#### [TEXT SHOWN]
Around mile 60 I stopped at the special needs station, ate a peanut butter and jelly sandwich, and cursed myself for not putting dry socks in my bag. I had roughly 50 miles yet to ride, and about four hours in which to do it. ...time to go...

“Tracyyyyyyyy!!!” Whizzzzzzzzzz...

SLS blurred by at some God-awful mph to my standing still self. I smiled again... “Hey youuuuuuu!!!” as it was lost in her jet stream ...good, there she is... now Sara....

I noticed that I couldn’t bend my fingers anymore to shift, and instead had to do so with the palm of my hand in basketball lay up flip fashion. My hands were starting to really swell and I didn’t know why, I hadn’t taken anymore e-caps than normally, and suddenly it seemed like I had to go to the bathroom a lot, every 20 minutes or so, but I just figured it was because of drinking so much. My left knee started to hurt a little, as did my left wrist. The cold and the rain and the wind were trying to sink in.

Soon I saw Stu and my husband, “Hey!!!! You’re awesome!!!” my husband yelled while Stu walked backwards on the side of the street, smiling like a proud big brother and holding up a sign, “...Scooper truck, Mommy!...” A floodgate opened, and with the tidal wave rush there was just no extra space for wind or cold or rain to pull up even a footstool anywhere inside of me. ...all right then, let's go to the city...

Downtown Verona was flooded with spectators lining each side of the barricaded street. I’d been waving the whole day, saying hi, saying thank you to everyone, but this place was intoxicating. A group of elementary school kids huddled together clapping and cheering, “...gooooooo Ironpeople!!!! tee-hee... giggle giggle... tee-hee...woo-hooo!!!!”

I smiled and yelled to them as I approached, drunk on this town and the people who’d come out for all of us, “Hey you guys... you can yell louder than THAT can’t you!??? Hehehehehehe!!!” Laughing like most drunkards do.

They exploded in cheers and squeals and started jumping up and down with laughter. The crowd that wrapped around them laughed in unison, clapped and cheered along with them, and I thought I’d split clean down my center with happiness. I will never forget that feeling.

I was very excited to catch packs of riders, because on the second loop there were lonely patches I didn't remember from the first. But I guess that’s what happens when you’ve ridden 80-odd miles in the rain and wind and cold. Several of the spectators had gone, there was no one on the second of the three big hills, but even Stu and my husband were gone for a while. And of course this should have been the case, because I needed to cross this line alone.

#### [PROVIDED DATA]
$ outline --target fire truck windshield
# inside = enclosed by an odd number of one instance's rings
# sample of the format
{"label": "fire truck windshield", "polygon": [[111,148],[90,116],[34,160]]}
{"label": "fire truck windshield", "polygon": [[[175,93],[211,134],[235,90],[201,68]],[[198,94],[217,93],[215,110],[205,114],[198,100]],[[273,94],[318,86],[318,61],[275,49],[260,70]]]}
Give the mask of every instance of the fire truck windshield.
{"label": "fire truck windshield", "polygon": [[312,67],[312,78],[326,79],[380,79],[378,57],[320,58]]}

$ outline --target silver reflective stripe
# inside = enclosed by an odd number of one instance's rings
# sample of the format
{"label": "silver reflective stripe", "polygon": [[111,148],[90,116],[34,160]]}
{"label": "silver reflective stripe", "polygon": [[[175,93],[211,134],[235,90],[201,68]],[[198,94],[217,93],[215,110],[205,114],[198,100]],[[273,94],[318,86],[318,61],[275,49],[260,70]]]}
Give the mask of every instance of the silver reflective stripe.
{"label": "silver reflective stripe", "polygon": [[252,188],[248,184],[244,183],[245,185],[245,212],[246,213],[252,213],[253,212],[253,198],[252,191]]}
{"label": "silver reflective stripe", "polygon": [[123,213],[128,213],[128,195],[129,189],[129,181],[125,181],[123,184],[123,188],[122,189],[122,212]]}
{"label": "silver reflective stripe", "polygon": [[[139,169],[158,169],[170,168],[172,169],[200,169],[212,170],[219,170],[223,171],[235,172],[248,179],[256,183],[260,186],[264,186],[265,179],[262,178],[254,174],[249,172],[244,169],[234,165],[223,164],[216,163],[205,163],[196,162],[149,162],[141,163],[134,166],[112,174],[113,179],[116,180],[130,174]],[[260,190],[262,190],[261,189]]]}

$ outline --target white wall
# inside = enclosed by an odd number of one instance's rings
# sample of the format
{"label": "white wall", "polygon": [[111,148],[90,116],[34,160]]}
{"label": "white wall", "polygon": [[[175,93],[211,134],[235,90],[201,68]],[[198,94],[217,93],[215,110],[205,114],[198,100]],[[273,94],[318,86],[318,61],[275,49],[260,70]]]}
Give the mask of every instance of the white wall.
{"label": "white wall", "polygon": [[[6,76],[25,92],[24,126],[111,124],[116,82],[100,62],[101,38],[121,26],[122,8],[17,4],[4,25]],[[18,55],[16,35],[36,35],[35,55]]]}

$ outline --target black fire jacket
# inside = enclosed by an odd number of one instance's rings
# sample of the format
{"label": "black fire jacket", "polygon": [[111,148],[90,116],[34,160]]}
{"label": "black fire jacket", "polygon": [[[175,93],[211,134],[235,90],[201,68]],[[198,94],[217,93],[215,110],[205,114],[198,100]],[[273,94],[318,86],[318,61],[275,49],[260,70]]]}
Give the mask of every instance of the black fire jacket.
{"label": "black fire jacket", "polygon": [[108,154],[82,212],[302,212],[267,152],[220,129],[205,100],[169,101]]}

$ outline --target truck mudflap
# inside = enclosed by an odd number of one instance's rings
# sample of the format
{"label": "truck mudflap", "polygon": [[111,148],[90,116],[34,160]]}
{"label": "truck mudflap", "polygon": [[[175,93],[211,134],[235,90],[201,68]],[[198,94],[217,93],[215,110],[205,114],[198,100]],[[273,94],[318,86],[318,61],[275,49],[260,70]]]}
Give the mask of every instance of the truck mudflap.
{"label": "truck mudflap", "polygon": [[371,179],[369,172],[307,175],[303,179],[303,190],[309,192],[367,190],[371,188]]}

#### [STATED TASK 1]
Transcribe the passage of the race story from "SLS blurred by" to "is... now Sara....".
#### [STATED TASK 2]
Carry the race story forward, starting after its final sentence.

#### [WRITTEN ANSWER 1]
SLS blurred by at some God-awful mph to my standing still self. I smiled again... “Hey youuuuuuu!!!” as it was lost in her jet stream ...good, there she is... now Sara....

#### [WRITTEN ANSWER 2]
81 miles... 82 miles... 84 miles... 87 miles.... same kind of rain. Same kind of wind. Same kind of cold as that storm that broke me. But it couldn’t reach me this time because I wasn’t picking any fights. I just wanted to pass through, and this time I knew that there were so many things that were not up to me. I was grateful for each flat tire I didn’t have as I saw so many struggling with theirs. I was grateful for every 2-second lull in headwind, or 5-minute let up of rain to light instead of pummeling. I took nothing for granted, and felt grateful for all of the support I'd had thus far.

But at mile 90, the sky just collapsed. An ocean of rain came down and the wind picked up as I passed through a clearing, crop and cattle fields to either side. A gust of wind hit me in the chest and I was surprised at my reaction. I smiled. Shook my head, laughed and said aloud to myself, “...this is just soooooo wrongggggggg ..... heheheheheheh...” I think sometimes, when so much is out of your control, laughing is the only thing you really can do. And interestingly enough, it’s exactly the best thing you could do.

The water station at mile 100, what I thought was surely the last, was being packed up and no one was handing anything out. This made me a little nervous and I checked my watch. I still had an 90 minutes. Plenty of time to go 12 miles. So I thought.

I was a little upset that the volunteers were packing everything up, the whole thing was reminiscent of Steelhead and those last five miles. Plenty of time left on the clock, but... abandoned. ....what, I don’t count?...I’m not good enough if I don't finish in the top 10% ? It tapped on my windows, but didn’t break anything trying to get in. At that moment as it fell off the back of my bike, I hoped I’d crossed the finish line of that fight for good.

The last 12 miles, I thought of another sign Stu held up while my husband shouted encouragement to me in the pouring rain at the top of some ridiculous hill, “...I bring my own weather with me...” I love that Faris Al-Sultan quote, and laughed at the irony of the whole thing, considering my fascination with thunderstorms. ...man, I sure did, didn’t I?...

7 miles left to go...4..... 3... 2....I saw my husband taking a picture of me ahead on the corner.

“Hey!! You better haul ass....”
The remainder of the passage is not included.